* begin Data supplied *
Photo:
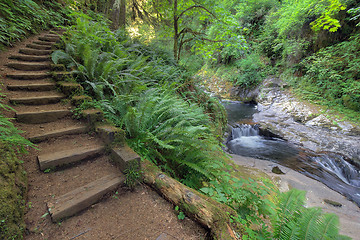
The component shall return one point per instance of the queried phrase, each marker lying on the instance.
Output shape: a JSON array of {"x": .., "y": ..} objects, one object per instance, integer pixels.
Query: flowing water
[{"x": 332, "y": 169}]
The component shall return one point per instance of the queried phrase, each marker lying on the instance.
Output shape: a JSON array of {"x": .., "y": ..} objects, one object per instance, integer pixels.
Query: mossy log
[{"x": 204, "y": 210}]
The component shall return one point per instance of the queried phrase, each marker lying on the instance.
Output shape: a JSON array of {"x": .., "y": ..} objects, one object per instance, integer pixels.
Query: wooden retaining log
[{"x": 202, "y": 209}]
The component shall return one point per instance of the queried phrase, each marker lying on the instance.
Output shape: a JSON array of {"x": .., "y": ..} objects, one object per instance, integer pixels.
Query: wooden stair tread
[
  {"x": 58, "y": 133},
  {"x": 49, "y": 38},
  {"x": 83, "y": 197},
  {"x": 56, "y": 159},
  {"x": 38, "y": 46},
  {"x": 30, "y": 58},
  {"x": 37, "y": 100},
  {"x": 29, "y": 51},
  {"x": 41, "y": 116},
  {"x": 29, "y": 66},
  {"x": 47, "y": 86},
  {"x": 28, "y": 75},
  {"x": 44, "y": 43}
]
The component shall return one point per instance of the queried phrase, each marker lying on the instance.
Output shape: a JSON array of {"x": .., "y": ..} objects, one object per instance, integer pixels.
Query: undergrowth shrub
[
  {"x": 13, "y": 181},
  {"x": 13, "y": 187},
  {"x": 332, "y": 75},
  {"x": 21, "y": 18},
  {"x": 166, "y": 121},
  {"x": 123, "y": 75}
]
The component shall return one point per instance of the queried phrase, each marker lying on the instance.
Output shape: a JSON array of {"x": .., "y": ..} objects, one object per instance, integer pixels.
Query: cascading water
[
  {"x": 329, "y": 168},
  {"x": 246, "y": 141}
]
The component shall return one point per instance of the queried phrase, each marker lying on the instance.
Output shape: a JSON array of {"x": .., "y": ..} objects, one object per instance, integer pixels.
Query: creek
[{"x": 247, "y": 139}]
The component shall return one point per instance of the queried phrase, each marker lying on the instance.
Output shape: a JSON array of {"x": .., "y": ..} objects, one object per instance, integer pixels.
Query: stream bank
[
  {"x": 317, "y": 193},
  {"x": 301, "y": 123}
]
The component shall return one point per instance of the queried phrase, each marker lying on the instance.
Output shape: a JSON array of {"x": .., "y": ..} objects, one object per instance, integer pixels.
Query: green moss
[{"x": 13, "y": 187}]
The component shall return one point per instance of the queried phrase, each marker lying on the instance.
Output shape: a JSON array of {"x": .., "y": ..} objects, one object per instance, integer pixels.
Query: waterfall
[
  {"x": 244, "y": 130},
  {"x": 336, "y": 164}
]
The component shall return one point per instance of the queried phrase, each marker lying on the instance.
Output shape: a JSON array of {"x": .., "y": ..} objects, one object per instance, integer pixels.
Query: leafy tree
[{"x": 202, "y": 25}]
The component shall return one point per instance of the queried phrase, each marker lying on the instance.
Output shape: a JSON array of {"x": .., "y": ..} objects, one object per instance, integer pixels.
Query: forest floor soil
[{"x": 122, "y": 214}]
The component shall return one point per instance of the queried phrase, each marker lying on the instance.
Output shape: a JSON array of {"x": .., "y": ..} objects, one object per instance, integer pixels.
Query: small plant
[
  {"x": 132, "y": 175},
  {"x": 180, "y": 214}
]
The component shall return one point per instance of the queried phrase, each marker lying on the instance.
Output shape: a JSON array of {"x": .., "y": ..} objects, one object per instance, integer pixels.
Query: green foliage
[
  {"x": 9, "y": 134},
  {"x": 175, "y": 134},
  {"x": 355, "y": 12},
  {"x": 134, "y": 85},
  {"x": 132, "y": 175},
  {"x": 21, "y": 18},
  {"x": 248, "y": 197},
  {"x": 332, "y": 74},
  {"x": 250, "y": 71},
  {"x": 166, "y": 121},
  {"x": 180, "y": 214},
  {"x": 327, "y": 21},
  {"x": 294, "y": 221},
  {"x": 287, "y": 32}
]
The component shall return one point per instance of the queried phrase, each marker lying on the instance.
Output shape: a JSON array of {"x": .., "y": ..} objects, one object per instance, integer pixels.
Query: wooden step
* end Data supplied *
| Task directions |
Restate each line of the records exactly; pictures do not belong in the copy.

| Task output |
Photo:
The component shall return one point per instance of the queried phrase, each marker lying on the instance.
Output shape: a JSON array of {"x": .., "y": ..} objects, one object per instance, integer pixels.
Query: flowing water
[{"x": 332, "y": 169}]
The component shall return one point per instance of the queried phrase, each marker lying on the instance.
Output shape: a JSON array of {"x": .., "y": ..} objects, one object per instance, integer pixels.
Query: mossy log
[{"x": 204, "y": 210}]
The component shall return one point per instance of the queried phrase, each marker lying on the instance.
Output shape: a JSON array of {"x": .., "y": ..} objects, one object per instance, integer pixels.
Query: wooden retaining log
[{"x": 202, "y": 209}]
The component shall return one point per instance of the queried phrase, each marker lying on the instance.
Output shape: a JSON array of {"x": .., "y": ..} objects, one object per instance, integer pixels.
Query: wooden stair tread
[
  {"x": 58, "y": 133},
  {"x": 49, "y": 38},
  {"x": 83, "y": 197},
  {"x": 56, "y": 159},
  {"x": 38, "y": 46},
  {"x": 30, "y": 58},
  {"x": 37, "y": 100},
  {"x": 29, "y": 51},
  {"x": 41, "y": 116},
  {"x": 29, "y": 66},
  {"x": 47, "y": 86},
  {"x": 28, "y": 75},
  {"x": 44, "y": 43}
]
The component shall return one point per instance of the queried phrase, each marker lying on the instance.
Output shape: a JSON array of {"x": .., "y": ..} objects, one object per instance, integer pixels.
Query: undergrowth shrub
[
  {"x": 13, "y": 181},
  {"x": 13, "y": 187},
  {"x": 332, "y": 75},
  {"x": 21, "y": 18},
  {"x": 166, "y": 121},
  {"x": 123, "y": 75}
]
The component shall return one point per instance of the queried phrase, each marker lying on the instance.
Output shape: a JSON array of {"x": .., "y": ..} objects, one object per instance, integer pixels.
Query: cascading water
[
  {"x": 329, "y": 168},
  {"x": 246, "y": 141}
]
The component shall return one point per instance of the queried phrase, each marker lying on the instance.
Output shape: a JSON array of {"x": .., "y": ..} objects, one object per instance, integer pixels.
Query: creek
[{"x": 247, "y": 139}]
The component shall return one point per instance of the queried phrase, each marker lying on the instance.
Output shape: a JSON array of {"x": .., "y": ..} objects, one object per instance, integer pixels.
Query: stream bank
[
  {"x": 317, "y": 193},
  {"x": 301, "y": 123}
]
The component shall return one point per instance of the queried phrase, each marker lying on the instance.
Output shape: a JSON array of {"x": .., "y": ..} objects, one object per instance, integer pixels.
Query: green moss
[{"x": 13, "y": 187}]
The component shall return one point per instance of the queried phrase, each marker lying on the instance.
Output shape: a JSON array of {"x": .., "y": ..} objects, one object per instance, integer pixels.
Query: waterfall
[
  {"x": 244, "y": 130},
  {"x": 336, "y": 164}
]
The component shall return one point per instance of the queried phrase, each marker lying on the instance.
Output shape: a JSON array of {"x": .., "y": ..} objects, one object per instance, integer pixels.
Query: leafy tree
[{"x": 202, "y": 25}]
The component shall return one point per instance of the queried phrase, each marker lying on the instance.
Output shape: a JSON array of {"x": .., "y": ..} objects, one object per instance, integer pixels.
Query: forest floor soil
[{"x": 122, "y": 214}]
The component shall return one point per instance of the queried phrase, each marker lying on the instance.
Output shape: a JSON array of {"x": .., "y": ..} objects, one object per instance, integer pixels.
Query: small plant
[
  {"x": 132, "y": 175},
  {"x": 180, "y": 214}
]
The component shall return one point per instance of the queried phrase, each marker lying on the instance.
Output shape: a JSON array of {"x": .., "y": ..} objects, one object per instance, integer pixels.
Query: green foliage
[
  {"x": 9, "y": 134},
  {"x": 175, "y": 134},
  {"x": 355, "y": 12},
  {"x": 134, "y": 85},
  {"x": 132, "y": 175},
  {"x": 21, "y": 18},
  {"x": 248, "y": 197},
  {"x": 332, "y": 74},
  {"x": 250, "y": 71},
  {"x": 166, "y": 121},
  {"x": 180, "y": 214},
  {"x": 327, "y": 21},
  {"x": 294, "y": 221},
  {"x": 287, "y": 32}
]
The component shall return one point per instance of the queried phrase, each marker lying on the instance.
Output shape: a JSON array of {"x": .., "y": ..} objects, one object per instance, integer pixels.
Query: wooden step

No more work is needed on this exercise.